### WRITTEN REQUEST
Copy only what runs from the line containing "[pin] steel support column -- one per line" through the end of the material below, line for line, with both ends included.

### DATASET RECORDS
::::::

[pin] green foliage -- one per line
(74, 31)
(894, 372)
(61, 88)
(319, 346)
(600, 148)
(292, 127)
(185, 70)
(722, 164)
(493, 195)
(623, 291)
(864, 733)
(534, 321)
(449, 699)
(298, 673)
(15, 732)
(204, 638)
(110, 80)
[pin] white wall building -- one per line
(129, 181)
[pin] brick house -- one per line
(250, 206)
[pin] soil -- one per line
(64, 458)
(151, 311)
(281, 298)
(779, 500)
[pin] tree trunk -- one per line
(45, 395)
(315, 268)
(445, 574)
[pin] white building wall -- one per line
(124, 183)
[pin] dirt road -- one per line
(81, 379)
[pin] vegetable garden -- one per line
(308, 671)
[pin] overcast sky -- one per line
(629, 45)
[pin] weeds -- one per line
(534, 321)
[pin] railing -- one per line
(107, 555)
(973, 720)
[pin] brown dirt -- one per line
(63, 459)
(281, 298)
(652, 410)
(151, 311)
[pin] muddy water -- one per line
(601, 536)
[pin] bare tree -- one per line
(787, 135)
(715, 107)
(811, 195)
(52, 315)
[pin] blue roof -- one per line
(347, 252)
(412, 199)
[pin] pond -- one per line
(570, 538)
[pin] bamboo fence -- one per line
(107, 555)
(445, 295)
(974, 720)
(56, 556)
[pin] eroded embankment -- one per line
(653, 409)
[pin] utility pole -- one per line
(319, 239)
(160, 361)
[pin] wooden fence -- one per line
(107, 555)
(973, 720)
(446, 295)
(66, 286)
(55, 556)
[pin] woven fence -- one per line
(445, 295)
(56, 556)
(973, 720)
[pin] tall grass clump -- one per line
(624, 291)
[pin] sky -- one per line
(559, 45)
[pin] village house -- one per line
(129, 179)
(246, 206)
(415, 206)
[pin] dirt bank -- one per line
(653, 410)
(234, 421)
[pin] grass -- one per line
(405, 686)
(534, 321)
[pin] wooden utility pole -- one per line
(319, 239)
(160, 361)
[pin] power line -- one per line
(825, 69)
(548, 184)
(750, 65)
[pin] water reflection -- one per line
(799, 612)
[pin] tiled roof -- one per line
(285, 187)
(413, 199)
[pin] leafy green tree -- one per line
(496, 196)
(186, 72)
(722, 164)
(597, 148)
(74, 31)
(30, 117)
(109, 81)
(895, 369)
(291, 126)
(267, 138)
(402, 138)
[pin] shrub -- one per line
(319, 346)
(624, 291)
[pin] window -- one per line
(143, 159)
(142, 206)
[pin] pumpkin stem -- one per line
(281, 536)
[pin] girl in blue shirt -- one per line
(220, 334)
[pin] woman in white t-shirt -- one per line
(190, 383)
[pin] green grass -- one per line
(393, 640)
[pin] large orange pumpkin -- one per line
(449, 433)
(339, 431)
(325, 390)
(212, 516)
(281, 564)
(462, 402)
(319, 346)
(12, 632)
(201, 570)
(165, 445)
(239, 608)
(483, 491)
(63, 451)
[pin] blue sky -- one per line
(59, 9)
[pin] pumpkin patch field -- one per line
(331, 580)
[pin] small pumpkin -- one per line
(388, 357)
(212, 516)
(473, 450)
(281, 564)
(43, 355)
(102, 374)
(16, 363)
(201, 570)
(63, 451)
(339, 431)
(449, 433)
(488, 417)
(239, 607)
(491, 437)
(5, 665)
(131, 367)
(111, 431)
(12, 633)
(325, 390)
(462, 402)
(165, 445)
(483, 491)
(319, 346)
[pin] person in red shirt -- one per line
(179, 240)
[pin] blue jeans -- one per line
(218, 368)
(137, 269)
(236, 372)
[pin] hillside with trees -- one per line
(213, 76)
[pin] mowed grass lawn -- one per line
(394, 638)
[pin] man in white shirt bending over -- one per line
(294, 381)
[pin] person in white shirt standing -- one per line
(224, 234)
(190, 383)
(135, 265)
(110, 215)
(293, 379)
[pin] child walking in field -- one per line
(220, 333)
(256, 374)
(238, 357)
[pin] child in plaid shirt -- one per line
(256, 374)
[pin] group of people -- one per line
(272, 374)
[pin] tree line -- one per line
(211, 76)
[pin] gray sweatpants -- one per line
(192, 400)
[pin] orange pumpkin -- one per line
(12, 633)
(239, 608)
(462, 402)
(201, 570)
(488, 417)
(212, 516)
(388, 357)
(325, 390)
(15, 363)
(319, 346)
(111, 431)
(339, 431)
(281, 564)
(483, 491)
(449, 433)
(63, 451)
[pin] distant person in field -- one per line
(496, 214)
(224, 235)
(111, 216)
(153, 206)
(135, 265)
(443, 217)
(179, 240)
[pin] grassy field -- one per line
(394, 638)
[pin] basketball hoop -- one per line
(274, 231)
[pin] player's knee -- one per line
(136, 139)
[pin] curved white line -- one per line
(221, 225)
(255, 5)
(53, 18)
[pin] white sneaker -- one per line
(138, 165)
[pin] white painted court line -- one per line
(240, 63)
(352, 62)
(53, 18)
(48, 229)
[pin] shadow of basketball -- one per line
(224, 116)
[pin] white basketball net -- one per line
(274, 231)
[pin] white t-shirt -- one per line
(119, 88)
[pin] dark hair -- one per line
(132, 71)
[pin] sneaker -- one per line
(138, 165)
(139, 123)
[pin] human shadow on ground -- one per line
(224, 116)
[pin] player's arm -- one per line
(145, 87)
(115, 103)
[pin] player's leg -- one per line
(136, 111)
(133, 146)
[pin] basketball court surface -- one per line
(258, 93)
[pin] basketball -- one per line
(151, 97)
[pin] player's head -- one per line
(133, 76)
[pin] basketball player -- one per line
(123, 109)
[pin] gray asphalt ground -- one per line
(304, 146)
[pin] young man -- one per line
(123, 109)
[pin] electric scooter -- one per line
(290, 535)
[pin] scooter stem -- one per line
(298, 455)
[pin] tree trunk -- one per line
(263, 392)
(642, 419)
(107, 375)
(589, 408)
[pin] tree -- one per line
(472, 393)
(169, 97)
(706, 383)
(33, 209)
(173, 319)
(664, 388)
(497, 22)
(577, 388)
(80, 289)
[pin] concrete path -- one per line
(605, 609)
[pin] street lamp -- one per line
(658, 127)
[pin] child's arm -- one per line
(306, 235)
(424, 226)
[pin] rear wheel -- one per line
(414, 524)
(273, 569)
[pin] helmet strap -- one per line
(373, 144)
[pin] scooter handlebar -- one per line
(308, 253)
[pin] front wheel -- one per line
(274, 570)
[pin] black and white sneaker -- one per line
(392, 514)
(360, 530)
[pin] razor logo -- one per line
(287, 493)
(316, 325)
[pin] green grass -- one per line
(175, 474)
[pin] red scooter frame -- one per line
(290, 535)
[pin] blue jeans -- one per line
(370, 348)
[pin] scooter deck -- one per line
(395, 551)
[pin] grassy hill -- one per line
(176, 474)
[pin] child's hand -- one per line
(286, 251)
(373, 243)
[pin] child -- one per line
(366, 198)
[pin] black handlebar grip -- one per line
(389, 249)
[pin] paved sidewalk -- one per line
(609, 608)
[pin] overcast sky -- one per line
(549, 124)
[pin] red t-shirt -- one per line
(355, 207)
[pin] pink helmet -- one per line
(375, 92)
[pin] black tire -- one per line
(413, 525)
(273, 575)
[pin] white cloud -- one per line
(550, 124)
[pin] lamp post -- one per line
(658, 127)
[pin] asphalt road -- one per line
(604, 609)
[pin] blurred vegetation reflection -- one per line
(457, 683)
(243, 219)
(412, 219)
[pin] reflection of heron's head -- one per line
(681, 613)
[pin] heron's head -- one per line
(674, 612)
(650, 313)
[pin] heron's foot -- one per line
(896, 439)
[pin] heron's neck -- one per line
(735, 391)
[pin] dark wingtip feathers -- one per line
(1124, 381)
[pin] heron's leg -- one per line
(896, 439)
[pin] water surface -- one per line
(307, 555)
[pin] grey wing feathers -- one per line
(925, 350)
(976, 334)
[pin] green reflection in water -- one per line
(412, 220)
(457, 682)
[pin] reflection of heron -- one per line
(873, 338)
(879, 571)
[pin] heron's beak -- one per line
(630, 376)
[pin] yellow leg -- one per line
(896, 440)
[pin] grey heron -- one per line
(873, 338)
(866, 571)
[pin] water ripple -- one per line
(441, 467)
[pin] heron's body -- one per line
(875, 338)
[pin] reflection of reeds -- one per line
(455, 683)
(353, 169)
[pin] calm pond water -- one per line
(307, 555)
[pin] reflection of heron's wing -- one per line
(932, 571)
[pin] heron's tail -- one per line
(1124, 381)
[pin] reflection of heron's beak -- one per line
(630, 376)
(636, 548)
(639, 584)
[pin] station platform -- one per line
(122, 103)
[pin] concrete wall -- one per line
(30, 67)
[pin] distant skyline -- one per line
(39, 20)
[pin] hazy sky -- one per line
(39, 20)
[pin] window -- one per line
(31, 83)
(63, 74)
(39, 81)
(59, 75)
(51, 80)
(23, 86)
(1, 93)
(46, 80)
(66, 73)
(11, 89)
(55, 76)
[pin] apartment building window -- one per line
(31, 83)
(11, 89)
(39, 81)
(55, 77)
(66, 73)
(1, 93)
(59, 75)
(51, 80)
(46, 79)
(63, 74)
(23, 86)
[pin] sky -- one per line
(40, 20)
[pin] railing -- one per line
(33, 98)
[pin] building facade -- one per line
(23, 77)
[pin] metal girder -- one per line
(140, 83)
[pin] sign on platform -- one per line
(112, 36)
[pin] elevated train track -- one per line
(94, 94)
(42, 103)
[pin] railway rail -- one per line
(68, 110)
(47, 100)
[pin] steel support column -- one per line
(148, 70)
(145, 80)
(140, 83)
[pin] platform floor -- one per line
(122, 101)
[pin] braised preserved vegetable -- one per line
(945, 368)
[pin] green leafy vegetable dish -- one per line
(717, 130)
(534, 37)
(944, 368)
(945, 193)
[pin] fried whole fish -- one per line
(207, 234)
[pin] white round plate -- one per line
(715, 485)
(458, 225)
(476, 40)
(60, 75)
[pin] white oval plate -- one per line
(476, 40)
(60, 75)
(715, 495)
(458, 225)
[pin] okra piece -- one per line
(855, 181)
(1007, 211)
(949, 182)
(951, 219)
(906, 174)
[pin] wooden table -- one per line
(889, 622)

::::::

### RESPONSE TO THIS TASK
[pin] steel support column -- one per line
(148, 70)
(145, 80)
(140, 83)
[pin] platform floor -- one per line
(122, 101)
[pin] braised preserved vegetable -- one per line
(945, 368)
[pin] green leafy vegetable dish -- one per line
(717, 130)
(534, 37)
(944, 368)
(945, 193)
[pin] fried whole fish -- one per line
(207, 234)
[pin] white round plate -- one per line
(715, 485)
(458, 225)
(476, 40)
(60, 75)
[pin] white oval plate -- one per line
(476, 40)
(60, 75)
(715, 495)
(458, 225)
[pin] okra piece -- one per line
(855, 181)
(1007, 211)
(949, 182)
(951, 219)
(906, 174)
[pin] wooden table -- one per line
(889, 622)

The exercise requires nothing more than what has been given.